[EXTRACT PROVIDED — start]
Our second topic of discussion on the Factor was whether the media and the sheriff influenced this guy to blame and lash out at Tea Party members and Republicans.  As we discussed on the Factor when abortion doctor George Tiller was killed here in Kansas back in 2009, and supporters of Tiller blamed prominent critics like O’Reilly and myself for supposedly inciting the anti-abortion zealot who pulled the trigger, mentally-unstable ideological zealots, much like delusional psychotics, are tough to talk into much or out of much even by people who know them well, let alone strangers in the media.  Selected strangers on TV might lend some validation to those people’s ideologies, but I don’t really think Tea Party or Republican politicians or pundits caused the Arizona shooter to do what he did, nor do I think that the media or the sheriff caused this victim to then threaten those people.  I think both guys, shooter and victim, probably acted more out of their own mental instabilities and belief systems rather than in response to things they heard and saw in the media.  Having said that, I do want to make particular note, however, of the profound stupidity of this sheriff down there — it’s one thing for media pundits to speculate publicly about the causation of a tragedy, but when a law-enforcement official accuses specific organizations or individuals of causing the tragedy, with no factual basis whatsoever, it rises to a whole other, higher, level of irresponsibility in my opinion.  The sheriff should be removed from office.
[EXTRACT PROVIDED — finish]
- YOUR INSTRUCTIONS -
In the commentary on the Arizona shooting, what does the writer say should happen to the sheriff? Please answer in one sentence. The lines play no part in the commentary on the Arizona shooting.
[INFORMATION SUPPLIED — start]
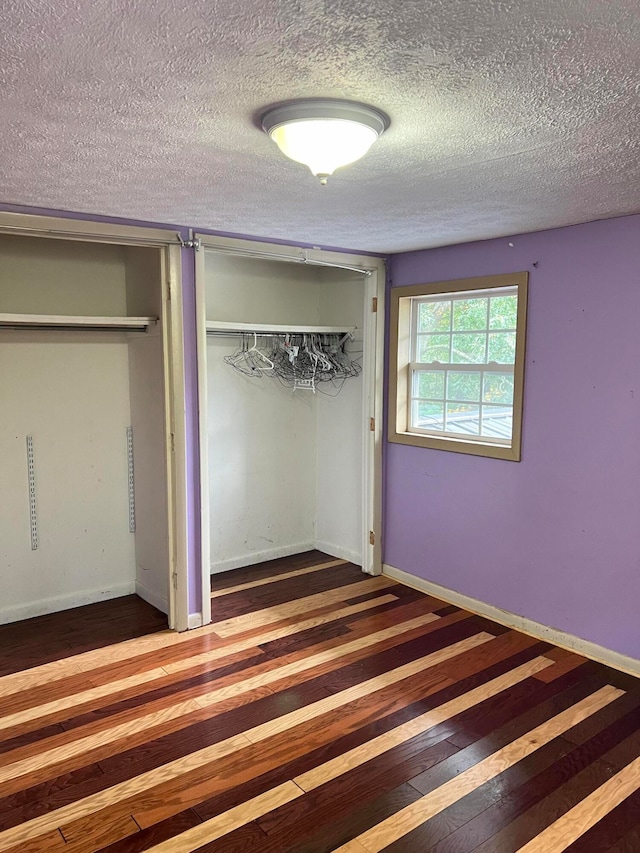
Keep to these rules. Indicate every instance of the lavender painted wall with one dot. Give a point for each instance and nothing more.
(556, 537)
[INFORMATION SUPPLIED — finish]
- YOUR SOLUTION -
The writer says the sheriff should be removed from office.